» Text segment
----------------

Stop thinking in guitar-amp terms. Or better-yet, stop thinking in full-wave rectifier terms.
My attention was captured by the power supply for grids, someone can figure out how it works ?
As you can see they use a CT Transformer with a Full Bridge that has the negative connected to ground, the CT is connected to a cap and than to the grids of final tubes (EL36)
Kagliostro
How does a bridge rectifier work?
Forget the tap, look only at the outside ends of the overall winding. See the first picture for a diagram.
At a given instant, one end is positive and the other is negative. For the positive end, the diode which is between it an the + of the filter cap is forward biased, so current will flow if we complete the path. The other end of the winding is negative, and the diode which is connected from it to ground is forward-biased; that diode completes the path for current to the filter cap - so we have a complete path.
The entire winding is used, so we have an output voltage approaching RMS volts * 1.414 (minus diode drop). However, for each direction of current flow, the center-tap is at 106vac above ground (106v * 1.414 = ~150vdc). Therefore, if a cap is connected to ground, half the output voltage appears across this cap, and alway of the same polarity. So you have a half-B+ output option. See the 2nd and 3rd diagrams to see how this happens.

----------------

» Data shown
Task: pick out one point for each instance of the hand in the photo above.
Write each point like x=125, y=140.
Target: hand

----------------

» Given problem
In the forum thread about the grid power supply, how far above ground is the center tap for each direction of current flow?

» Complete answer
106 VAC